Required work.
Put every line of the records below into a Markdown table with two columns, Row and Line, numbering each row and skipping blank lines. Leave the pictures out of the table.

Recorded information.
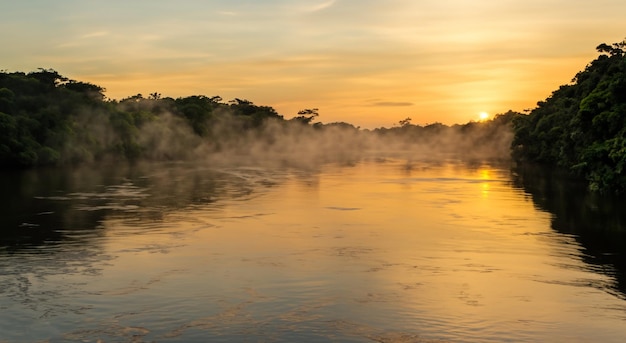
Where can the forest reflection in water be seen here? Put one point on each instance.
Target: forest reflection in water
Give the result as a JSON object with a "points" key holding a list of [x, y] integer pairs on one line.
{"points": [[380, 250]]}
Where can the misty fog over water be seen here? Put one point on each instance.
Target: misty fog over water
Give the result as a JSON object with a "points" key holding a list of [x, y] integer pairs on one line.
{"points": [[394, 248]]}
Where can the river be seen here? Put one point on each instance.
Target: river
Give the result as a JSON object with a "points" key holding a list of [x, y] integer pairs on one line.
{"points": [[377, 250]]}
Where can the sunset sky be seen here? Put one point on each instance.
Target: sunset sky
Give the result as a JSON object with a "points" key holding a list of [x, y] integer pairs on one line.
{"points": [[369, 63]]}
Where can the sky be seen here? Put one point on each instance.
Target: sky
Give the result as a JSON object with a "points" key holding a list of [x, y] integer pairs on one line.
{"points": [[370, 63]]}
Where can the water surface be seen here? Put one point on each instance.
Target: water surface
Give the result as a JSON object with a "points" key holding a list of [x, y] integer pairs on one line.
{"points": [[381, 250]]}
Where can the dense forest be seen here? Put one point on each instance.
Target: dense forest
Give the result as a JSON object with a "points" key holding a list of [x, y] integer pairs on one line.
{"points": [[581, 127], [48, 119]]}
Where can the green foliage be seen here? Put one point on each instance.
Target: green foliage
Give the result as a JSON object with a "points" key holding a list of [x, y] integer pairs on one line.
{"points": [[582, 126], [49, 119]]}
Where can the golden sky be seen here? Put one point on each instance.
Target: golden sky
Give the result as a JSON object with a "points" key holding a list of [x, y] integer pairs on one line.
{"points": [[367, 62]]}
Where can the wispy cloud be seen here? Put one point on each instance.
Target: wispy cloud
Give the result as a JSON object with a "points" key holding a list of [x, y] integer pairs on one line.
{"points": [[392, 104]]}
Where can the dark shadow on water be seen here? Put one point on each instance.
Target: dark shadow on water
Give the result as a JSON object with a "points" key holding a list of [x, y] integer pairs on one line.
{"points": [[597, 222], [45, 209]]}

Solution for this exercise.
| Row | Line |
|---|---|
| 1 | Where can the forest reflection in water be seen here? Put one point on each instance. |
| 2 | Target: forest reflection in water |
| 3 | Give the result as a JSON object with a "points" key holding a list of [x, y] integer pairs on one line. |
| 4 | {"points": [[380, 250]]} |
| 5 | Where can the misty fog over water be seen here? Put one point on each instance. |
| 6 | Target: misty fog over water |
| 7 | Give the result as a JSON object with a "points" key holding a list of [x, y] integer pairs on one line. |
| 8 | {"points": [[394, 248]]} |
| 9 | Where can the river be seen here? Put one point on each instance. |
| 10 | Target: river |
| 11 | Give the result as a JSON object with a "points" key holding a list of [x, y] integer pairs on one line. |
| 12 | {"points": [[377, 250]]} |
| 13 | Where can the sunset sky be seen here? Put one point on each instance. |
| 14 | Target: sunset sky |
| 15 | Give the result as a JSON object with a "points" key holding a list of [x, y] integer pairs on one line. |
| 16 | {"points": [[369, 63]]} |
| 17 | Where can the sky be seen here? Put one point on each instance. |
| 18 | Target: sky |
| 19 | Give the result as a JSON object with a "points" key holding a list of [x, y] integer pairs on one line. |
| 20 | {"points": [[370, 63]]} |
| 21 | Where can the water surface be seen here? Put one point on each instance. |
| 22 | Target: water surface |
| 23 | Give the result as a JSON object with a "points" key holding a list of [x, y] integer pairs on one line. |
| 24 | {"points": [[381, 250]]} |
| 25 | Where can the dense forest be seen here? Put one point on each instance. |
| 26 | Target: dense forest |
| 27 | Give the result as a JSON object with a "points" key holding a list of [x, y] integer pairs on one line. |
| 28 | {"points": [[581, 127], [48, 119]]} |
| 29 | Where can the green foliage be seen here? Put one point on each instance. |
| 30 | Target: green foliage |
| 31 | Give the result as a JSON object with a "points" key holding a list of [x, y] integer pairs on one line. |
| 32 | {"points": [[582, 126], [49, 119]]} |
| 33 | Where can the golden sky be seen here? Put one point on each instance. |
| 34 | Target: golden sky |
| 35 | Give the result as a JSON object with a "points" key holding a list of [x, y] integer pairs on one line. |
| 36 | {"points": [[367, 62]]} |
| 37 | Where can the wispy cloud be seen here? Put one point on each instance. |
| 38 | Target: wispy cloud |
| 39 | Give the result as a JSON object with a "points" key holding a list of [x, y] integer pairs on one line. |
| 40 | {"points": [[392, 104]]} |
| 41 | Where can the dark shadow on water be seen here? Put one point on each instance. |
| 42 | Target: dark shadow on water |
| 43 | Give the result as a JSON object with a "points" key holding a list of [x, y] integer pairs on one line. |
| 44 | {"points": [[597, 222], [45, 209]]} |